- Brief -
Lines before the one containing "Where can the vintage" are excluded; reproduce that line and all lines after it in the entries below, exactly.

Dataset records about object locations
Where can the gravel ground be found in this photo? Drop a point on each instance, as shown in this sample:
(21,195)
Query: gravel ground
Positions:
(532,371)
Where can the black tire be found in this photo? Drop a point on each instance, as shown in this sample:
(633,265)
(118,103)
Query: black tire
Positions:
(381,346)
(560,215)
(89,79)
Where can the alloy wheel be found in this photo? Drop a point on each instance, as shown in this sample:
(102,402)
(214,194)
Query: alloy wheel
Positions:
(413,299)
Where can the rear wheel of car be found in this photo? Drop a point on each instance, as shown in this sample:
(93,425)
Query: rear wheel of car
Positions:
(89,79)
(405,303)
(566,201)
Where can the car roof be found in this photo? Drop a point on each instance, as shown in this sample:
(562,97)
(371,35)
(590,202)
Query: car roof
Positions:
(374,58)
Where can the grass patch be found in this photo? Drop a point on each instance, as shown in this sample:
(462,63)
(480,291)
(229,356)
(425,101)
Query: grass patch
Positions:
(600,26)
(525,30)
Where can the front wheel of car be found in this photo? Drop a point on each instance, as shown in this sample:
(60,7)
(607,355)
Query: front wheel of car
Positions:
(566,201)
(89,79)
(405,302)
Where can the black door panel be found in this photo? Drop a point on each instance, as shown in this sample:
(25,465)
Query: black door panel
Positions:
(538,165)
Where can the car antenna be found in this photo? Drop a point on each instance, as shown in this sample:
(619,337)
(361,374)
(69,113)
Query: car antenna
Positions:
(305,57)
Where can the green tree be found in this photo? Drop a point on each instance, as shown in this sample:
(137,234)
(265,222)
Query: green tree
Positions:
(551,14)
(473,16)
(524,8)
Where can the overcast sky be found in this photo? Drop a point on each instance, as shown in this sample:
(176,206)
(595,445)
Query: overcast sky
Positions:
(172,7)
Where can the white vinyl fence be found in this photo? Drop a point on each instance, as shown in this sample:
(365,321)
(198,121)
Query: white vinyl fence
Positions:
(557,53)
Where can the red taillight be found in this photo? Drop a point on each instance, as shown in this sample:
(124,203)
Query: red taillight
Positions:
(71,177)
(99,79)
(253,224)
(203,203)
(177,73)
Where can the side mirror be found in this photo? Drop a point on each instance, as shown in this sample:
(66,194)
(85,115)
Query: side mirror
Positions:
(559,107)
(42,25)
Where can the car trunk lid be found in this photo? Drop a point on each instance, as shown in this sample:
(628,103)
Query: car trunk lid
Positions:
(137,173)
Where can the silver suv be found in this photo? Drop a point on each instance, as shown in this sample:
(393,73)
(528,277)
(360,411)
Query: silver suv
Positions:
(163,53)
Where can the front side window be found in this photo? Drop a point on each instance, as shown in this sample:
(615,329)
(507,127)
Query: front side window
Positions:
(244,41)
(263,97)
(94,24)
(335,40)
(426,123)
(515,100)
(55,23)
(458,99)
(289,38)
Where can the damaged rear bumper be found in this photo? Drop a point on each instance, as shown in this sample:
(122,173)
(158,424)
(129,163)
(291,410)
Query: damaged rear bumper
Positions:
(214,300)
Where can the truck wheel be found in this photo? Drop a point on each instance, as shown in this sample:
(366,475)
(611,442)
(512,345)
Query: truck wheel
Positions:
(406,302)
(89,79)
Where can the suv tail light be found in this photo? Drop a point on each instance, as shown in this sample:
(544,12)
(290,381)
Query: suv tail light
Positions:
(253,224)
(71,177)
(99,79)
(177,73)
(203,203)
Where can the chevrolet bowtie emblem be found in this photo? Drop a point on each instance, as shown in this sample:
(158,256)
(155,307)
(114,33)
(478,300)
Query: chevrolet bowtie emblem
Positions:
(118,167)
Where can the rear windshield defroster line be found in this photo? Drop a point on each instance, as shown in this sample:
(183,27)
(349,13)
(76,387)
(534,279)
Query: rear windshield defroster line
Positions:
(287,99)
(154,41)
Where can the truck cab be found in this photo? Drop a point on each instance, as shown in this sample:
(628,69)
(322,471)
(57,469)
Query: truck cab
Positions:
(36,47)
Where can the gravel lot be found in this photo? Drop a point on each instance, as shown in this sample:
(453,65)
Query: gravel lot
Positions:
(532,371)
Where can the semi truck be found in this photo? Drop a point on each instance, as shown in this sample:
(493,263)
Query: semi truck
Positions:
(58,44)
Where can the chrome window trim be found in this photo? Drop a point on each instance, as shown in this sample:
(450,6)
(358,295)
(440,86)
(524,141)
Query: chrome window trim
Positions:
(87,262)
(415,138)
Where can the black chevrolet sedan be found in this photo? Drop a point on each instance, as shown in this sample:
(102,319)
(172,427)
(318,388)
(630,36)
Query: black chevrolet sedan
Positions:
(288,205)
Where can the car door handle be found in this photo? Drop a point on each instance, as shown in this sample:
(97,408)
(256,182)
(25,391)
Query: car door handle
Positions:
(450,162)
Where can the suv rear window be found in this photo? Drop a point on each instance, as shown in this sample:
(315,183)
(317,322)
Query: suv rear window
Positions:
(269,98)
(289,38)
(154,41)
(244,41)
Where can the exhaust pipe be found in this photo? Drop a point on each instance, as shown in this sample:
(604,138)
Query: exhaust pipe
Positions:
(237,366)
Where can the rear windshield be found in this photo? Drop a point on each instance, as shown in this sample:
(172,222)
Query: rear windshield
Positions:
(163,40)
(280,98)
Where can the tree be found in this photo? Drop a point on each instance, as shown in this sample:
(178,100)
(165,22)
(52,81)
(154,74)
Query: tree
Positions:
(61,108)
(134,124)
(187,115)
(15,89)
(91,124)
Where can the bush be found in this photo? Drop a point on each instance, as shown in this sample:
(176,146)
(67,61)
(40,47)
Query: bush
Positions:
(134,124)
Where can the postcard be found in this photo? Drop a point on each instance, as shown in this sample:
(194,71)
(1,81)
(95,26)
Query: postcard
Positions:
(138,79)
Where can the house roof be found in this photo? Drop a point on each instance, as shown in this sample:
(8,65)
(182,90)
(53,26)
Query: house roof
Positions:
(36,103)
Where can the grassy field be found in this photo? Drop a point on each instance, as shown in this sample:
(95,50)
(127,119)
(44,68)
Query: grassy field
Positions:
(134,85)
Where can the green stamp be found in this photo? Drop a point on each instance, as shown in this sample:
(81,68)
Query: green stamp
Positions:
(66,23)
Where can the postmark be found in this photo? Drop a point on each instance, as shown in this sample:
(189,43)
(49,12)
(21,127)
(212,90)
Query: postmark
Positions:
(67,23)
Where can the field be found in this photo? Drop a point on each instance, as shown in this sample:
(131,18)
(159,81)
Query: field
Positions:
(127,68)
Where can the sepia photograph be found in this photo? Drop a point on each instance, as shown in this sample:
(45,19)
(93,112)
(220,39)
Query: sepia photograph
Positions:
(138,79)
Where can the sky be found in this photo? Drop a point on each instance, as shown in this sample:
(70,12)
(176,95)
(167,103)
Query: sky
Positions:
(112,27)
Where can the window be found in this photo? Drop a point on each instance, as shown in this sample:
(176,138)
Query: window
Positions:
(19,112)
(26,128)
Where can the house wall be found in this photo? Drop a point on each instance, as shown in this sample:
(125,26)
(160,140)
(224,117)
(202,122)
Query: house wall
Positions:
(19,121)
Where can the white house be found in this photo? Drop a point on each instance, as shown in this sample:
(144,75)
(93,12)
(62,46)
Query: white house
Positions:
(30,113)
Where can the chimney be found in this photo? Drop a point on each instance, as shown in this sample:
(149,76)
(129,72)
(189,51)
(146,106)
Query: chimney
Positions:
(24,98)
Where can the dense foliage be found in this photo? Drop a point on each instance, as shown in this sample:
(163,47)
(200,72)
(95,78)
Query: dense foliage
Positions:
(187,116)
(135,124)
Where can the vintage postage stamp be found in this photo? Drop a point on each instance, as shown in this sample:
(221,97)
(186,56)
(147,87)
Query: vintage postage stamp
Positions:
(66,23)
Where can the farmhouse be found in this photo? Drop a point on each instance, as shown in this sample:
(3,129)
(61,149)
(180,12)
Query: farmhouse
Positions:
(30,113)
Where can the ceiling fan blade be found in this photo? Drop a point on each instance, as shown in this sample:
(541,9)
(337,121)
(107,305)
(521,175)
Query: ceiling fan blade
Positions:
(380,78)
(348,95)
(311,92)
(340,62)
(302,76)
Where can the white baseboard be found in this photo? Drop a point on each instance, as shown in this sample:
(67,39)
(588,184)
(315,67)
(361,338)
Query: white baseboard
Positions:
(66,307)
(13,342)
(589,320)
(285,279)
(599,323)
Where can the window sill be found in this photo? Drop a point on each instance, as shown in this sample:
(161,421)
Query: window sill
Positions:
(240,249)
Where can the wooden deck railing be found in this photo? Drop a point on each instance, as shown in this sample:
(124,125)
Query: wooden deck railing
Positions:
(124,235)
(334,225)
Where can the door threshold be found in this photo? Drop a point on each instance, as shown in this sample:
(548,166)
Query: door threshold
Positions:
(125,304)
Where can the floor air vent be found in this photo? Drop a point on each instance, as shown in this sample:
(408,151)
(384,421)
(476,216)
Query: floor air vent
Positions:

- Task response -
Where can the vintage postage stamp be found in this photo? Drop a point on each instance, as shown in this sample:
(221,97)
(186,56)
(147,87)
Query: vintage postage stamp
Positions:
(66,23)
Where can the farmhouse be found in this photo? Drop a point on each instance, as shown in this sample:
(3,129)
(61,149)
(180,12)
Query: farmhouse
Positions:
(30,113)
Where can the ceiling fan blade be found in this photo? Drop a point on each instance, as shown in this sample:
(541,9)
(337,121)
(107,305)
(521,175)
Query: ceiling fan blade
Positions:
(380,78)
(348,95)
(311,92)
(340,62)
(302,76)
Where can the white baseboard be found in this photo? Drop a point on each instance, as shown in this sample:
(67,39)
(588,184)
(315,67)
(361,338)
Query: white baseboard
Positions:
(66,307)
(13,342)
(589,320)
(285,279)
(599,323)
Where can the window sill be found in this photo? Drop a point on each instance, as shown in this sample:
(161,421)
Query: window sill
Positions:
(240,249)
Where can the wooden deck railing be found in this photo? Drop a point on each instance, as shown in this sample:
(124,125)
Query: wooden deck railing
Positions:
(124,235)
(334,225)
Where can the door threshold be found in this photo? Drop a point on each instance, as shown in this sample:
(548,166)
Query: door threshold
Positions:
(125,304)
Where can the floor air vent be found in this photo? Drop a point on each instance, as shown in this sample:
(408,151)
(384,421)
(476,216)
Query: floor air vent
Positions:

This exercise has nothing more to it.